References: <1p77tt$rq3@usenet.INS.CWRU.Edu> <g89r4222.733427031@kudu>
Date: Tue, 30 Mar 93 22:44:05 GMT
Lines: 20

In <1p77tt$rq3@usenet.INS.CWRU.Edu> david@jake.EEAP.CWRU.Edu (David Nerenberg) writes:

>I am trying to rotate my syslogs from cron.  The cron side of things
>is fine.  Fir example, I move messages to messages.OLD and touch a 
>new messages file.  On a normal machine, I would do something like this
>to tell sysleg to use the new file:  kill -HUP `cat /var/run/syslog.pid`
>and all would be well.  However, on 386bsd, this does nothing.  I can
>not get syslogd to use the new file without re-booting.  So, I went
>for drastic measures and kill -9'ed syslogd thinking that I would then
>just re-start it.  But, that causes the machine to crash!  I love it, 
>a syslog dependancy in the OS.

**Tasks to complete**
1. Answer these questions from the syslog post.
(a) What date does the syslog post carry?
(b) What name is the messages file moved to?
(c) What happened when syslogd was killed with kill -9?
2. List the header field names that appear at the top of the syslog post, before the first blank line.
3. Pick up the syslog post after its last line and continue writing it.

**Given information**
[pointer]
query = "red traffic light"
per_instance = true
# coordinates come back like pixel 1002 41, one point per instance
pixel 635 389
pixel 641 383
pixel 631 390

**Expected responses**
1.
(a) Tue, 30 Mar 93 22:44:05 GMT
(b) messages.OLD
(c) The machine crashed.

2. References, Date, Lines

3.
kill -9 works OK here.  kill -TERM is better.

I haven't used cron much under 386BSD and usually empty the messages file
using ">/var/log/messages".  syslogd doesn't have to be killed.  The next
write goes to the front of the file because syslogd opens the file in
append mode.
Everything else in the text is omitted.